● QUOTED TEXT

****************

<p>
  <b>AI Lab: Deep Learning for Computer Vision</b><br>
  <b><a href="https://www.wqu.edu/">WorldQuant University</a></b>
</p>

<div class="alert alert-success" role="alert">
  <p>
    <center><b>Usage Guidelines</b></center>
  </p>
  <p>
    This file is licensed under <a href="https://creativecommons.org/licenses/by-nc-nd/4.0/">Creative Commons Attribution-NonCommercial-NoDerivatives 4.0 International</a>.
  </p>
  <p>
    You <b>can</b>:
    <ul>
      <li><span style="color: green">✓</span> Download this file</li>
      <li><span style="color: green">✓</span> Post this file in public repositories</li>
    </ul>
    You <b>must always</b>:
    <ul>
      <li><span style="color: green">✓</span> Give credit to <a href="https://www.wqu.edu/">WorldQuant University</a> for the creation of this file</li>
      <li><span style="color: green">✓</span> Provide a <a href="https://creativecommons.org/licenses/by-nc-nd/4.0/">link to the license</a></li>
    </ul>
    You <b>cannot</b>:
    <ul>
      <li><span style="color: red">✗</span> Create derivatives or adaptations of this file</li>
      <li><span style="color: red">✗</span> Use this file for commercial purposes</li>
    </ul>
  </p>
  <p>
    Failure to follow these guidelines is a violation of your terms of service and could lead to your expulsion from WorldQuant University and the revocation your certificate.
  </p>
</div>

### Getting Started

We'll start by importing the packages we'll need in this notebook.  They're mostly the same as the ones we've used in the previous notebooks.

In [None]:
import pathlib
import random
import shutil
import sys
import xml.etree.ElementTree as ET

import matplotlib.pyplot as plt
import pandas as pd
from pathlib import Path
import torch
import ultralytics
import yaml
from IPython import display
from PIL import Image
from tqdm.notebook import tqdm
from ultralytics import YOLO

In case we want to reproduce this notebook in the future, we'll record the version information. 

In [None]:
print("Platform:", sys.platform)
print("Python version:", sys.version)
print("---")
print("matplotlib version:", plt.matplotlib.__version__)
print("pandas version:", pd.__version__)
print("PIL version:", Image.__version__)
print("PyYAML version:", yaml.__version__)
print("torch version:", torch.__version__)
print("ultralytics version:", ultralytics.__version__)

****************

● DATA SHOWN
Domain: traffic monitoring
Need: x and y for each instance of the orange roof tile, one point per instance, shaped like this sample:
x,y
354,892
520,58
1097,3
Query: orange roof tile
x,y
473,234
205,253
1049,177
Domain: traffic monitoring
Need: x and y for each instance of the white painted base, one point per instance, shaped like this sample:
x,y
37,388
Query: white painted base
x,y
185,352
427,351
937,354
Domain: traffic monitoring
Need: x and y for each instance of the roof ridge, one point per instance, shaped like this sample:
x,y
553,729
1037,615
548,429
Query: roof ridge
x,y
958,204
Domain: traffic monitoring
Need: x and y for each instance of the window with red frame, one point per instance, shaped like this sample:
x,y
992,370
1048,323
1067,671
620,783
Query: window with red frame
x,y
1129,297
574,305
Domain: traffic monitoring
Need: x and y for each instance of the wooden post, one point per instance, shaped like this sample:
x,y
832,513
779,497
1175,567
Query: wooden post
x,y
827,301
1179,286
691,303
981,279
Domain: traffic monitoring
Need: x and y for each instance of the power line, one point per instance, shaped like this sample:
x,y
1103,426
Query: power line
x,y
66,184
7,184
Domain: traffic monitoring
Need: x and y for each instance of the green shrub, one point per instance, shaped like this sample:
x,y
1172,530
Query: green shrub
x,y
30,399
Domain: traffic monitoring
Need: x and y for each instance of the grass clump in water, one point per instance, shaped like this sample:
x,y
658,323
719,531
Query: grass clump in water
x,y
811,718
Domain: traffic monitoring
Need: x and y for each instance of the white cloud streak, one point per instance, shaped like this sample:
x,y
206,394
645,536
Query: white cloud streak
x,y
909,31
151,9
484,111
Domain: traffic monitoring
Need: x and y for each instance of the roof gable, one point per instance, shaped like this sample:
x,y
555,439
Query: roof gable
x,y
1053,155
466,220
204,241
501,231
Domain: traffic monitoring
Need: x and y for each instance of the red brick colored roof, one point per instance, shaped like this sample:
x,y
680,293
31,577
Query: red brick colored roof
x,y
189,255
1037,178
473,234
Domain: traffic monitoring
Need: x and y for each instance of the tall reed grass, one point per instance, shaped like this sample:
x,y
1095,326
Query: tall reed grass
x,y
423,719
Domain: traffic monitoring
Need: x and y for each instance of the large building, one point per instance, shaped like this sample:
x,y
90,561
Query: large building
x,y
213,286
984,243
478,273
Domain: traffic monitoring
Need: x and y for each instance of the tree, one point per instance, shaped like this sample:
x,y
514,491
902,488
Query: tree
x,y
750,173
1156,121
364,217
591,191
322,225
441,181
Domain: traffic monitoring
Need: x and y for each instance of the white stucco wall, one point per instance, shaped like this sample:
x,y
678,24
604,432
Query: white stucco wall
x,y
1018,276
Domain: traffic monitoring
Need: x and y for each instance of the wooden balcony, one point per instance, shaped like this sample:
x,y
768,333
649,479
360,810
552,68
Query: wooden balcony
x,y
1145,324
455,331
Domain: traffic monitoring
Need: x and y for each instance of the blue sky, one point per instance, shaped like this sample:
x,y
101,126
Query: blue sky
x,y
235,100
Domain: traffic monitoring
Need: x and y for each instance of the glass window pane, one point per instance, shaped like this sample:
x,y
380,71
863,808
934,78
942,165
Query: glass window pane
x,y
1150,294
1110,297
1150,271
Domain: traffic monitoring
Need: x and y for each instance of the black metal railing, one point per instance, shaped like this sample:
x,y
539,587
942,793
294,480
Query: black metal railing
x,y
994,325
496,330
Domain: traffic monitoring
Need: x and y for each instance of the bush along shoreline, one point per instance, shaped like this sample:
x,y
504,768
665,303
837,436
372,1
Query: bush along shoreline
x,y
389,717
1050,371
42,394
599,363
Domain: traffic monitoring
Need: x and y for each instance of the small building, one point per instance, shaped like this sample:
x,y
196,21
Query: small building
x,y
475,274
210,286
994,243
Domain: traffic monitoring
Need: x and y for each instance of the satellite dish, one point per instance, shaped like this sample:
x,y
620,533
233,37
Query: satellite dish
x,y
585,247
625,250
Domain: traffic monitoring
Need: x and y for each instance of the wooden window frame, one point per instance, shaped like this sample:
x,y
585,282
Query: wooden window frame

****************

● PROBLEMS
**1)** Copy the course notebook, beginning at the words "import matplotlib.pyplot as" and stopping after "the version information.", with "reproduce" swapped for "rerun".
**2)** Answer these from the course notebook:
(a) Under which license is the file released?
(b) What alias is pandas imported as?
(c) Which two things does the notebook say you can do with the file?

● EXPECTED ANSWERS
**1)**
import matplotlib.pyplot as plt
import pandas as pd
from pathlib import Path
import torch
import ultralytics
import yaml
from IPython import display
from PIL import Image
from tqdm.notebook import tqdm
from ultralytics import YOLO

In case we want to rerun this notebook in the future, we'll record the version information.

**2)**
(a) Creative Commons Attribution-NonCommercial-NoDerivatives 4.0 International
(b) pd
(c) Download it and post it in public repositories